Challenge >> Rewrite the part of the perf patch discussion between "If an user try" and "should stop time.", inclusive, replacing "guest" with "virtual machine".

Text block >>
Re: [PATCH v2 07/54] perf: Add generic exclude_guest support

"Liang, Kan" <kan.liang@xxxxxxxxxxxxxxx> · Mon, 17 Jun 2024 09:34:15 -0400

On 2024-06-17 3:51 a.m., Peter Zijlstra wrote:
> On Thu, Jun 13, 2024 at 02:04:36PM -0400, Liang, Kan wrote:
>>>>  static enum event_type_t get_event_type(struct perf_event *event)
>>>> @@ -3340,9 +3388,14 @@ ctx_sched_out(struct perf_event_context
>>>>  	 * would only update time for the pinned events.
>>>>  	 */
>>>>  	if (is_active & EVENT_TIME) {
>>>> +		bool stop;
>>>> +
>>>> +		stop = !((ctx->is_active & event_type) & EVENT_ALL) &&
>>>> +		       ctx == &cpuctx->ctx;
>>>> +			
>>>>  		/* update (and stop) ctx time */
>>>>  		update_context_time(ctx);
>>>> -		update_cgrp_time_from_cpuctx(cpuctx, ctx == &cpuctx->ctx);
>>>> +		update_cgrp_time_from_cpuctx(cpuctx, stop);
>>
>> For the event_type == EVENT_GUEST, the "stop" should always be the same
>> as "ctx == &cpuctx->ctx". Because the ctx->is_active never set the
>> EVENT_GUEST bit.
>> Why the stop is introduced?
> 
> Because the ctx_sched_out() for vPMU should not stop time, 

But the implementation seems stop the time.

The ctx->is_active should be (EVENT_ALL | EVENT_TIME) for most of cases.

When a vPMU is scheduling in (invoke ctx_sched_out()), the event_type
should only be EVENT_GUEST.

!((ctx->is_active & event_type) & EVENT_ALL) should be TRUE.

For a CPU context, ctx == &cpuctx->ctx is TRUE as well.

The update_cgrp_time_from_cpuctx(cpuctx, TRUE) stops the time by
deactivate the cgroup, __store_release(&info->active, 0).

If an user try to read the cgroup events when a guest is running. The
update_cgrp_time_from_event() doesn't update the cgrp time. So both time
and counter are stopped.

> only the
> 'normal' sched-out should stop time.

If the guest is the only case which we want to keep the time for, I
think we may use a straightforward check as below.

	stop = !(event_type & EVENT_GUEST) && ctx == &cpuctx->ctx;

> 
> 
>>>> @@ -3949,6 +4015,8 @@ ctx_sched_in(struct perf_event_context *
>>>>  		return;
>>>>  
>>>>  	if (!(is_active & EVENT_TIME)) {
>>>> +		/* EVENT_TIME should be active while the guest runs */
>>>> +		WARN_ON_ONCE(event_type & EVENT_GUEST);
>>>>  		/* start ctx time */
>>>>  		__update_context_time(ctx, false);
>>>>  		perf_cgroup_set_timestamp(cpuctx);
>>>> @@ -3979,8 +4047,11 @@ ctx_sched_in(struct perf_event_context *
>>>>  		 * the exclude_guest events.

Dataset excerpts >>
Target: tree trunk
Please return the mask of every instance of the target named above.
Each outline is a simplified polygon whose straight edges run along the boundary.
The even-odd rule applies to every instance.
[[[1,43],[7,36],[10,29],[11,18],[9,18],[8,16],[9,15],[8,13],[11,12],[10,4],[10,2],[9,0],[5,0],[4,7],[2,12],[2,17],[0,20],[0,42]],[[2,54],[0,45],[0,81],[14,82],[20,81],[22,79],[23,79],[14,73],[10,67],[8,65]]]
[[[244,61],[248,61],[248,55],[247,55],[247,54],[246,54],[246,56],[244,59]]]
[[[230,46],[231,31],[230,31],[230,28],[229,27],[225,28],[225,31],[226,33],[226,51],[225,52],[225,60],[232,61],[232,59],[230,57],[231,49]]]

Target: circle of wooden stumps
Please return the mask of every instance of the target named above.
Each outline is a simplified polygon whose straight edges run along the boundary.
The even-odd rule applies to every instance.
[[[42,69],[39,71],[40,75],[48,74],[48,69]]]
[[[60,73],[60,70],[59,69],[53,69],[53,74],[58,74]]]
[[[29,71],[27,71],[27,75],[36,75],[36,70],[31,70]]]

Response below >>
If an user try to read the cgroup events when a virtual machine is running. The
update_cgrp_time_from_event() doesn't update the cgrp time. So both time
and counter are stopped.

> only the
> 'normal' sched-out should stop time.